(Stored data)
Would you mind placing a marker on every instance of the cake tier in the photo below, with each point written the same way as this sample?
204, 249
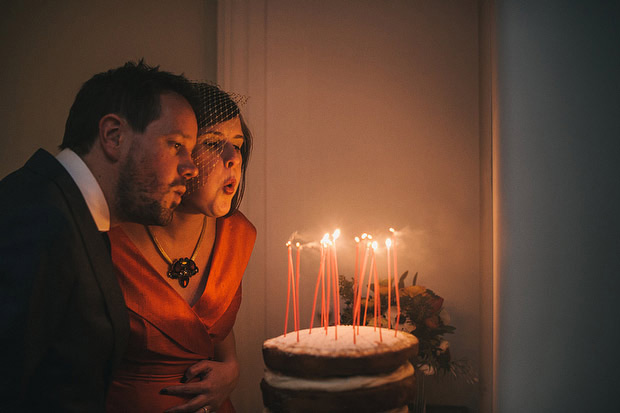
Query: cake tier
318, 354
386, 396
---
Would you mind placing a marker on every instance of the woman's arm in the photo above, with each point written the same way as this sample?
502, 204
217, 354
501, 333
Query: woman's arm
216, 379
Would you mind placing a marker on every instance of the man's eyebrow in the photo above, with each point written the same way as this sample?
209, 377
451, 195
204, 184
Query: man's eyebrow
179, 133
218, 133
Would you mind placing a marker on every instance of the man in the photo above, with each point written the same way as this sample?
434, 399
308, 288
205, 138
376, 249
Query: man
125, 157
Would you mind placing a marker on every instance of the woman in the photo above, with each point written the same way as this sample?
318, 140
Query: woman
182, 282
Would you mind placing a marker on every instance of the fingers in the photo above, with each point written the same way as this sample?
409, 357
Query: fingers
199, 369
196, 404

§ THE TASK
Count up the lines in the entries that hold "each", and respond with that count and no other text.

§ SOLUTION FOR THIS EXERCISE
6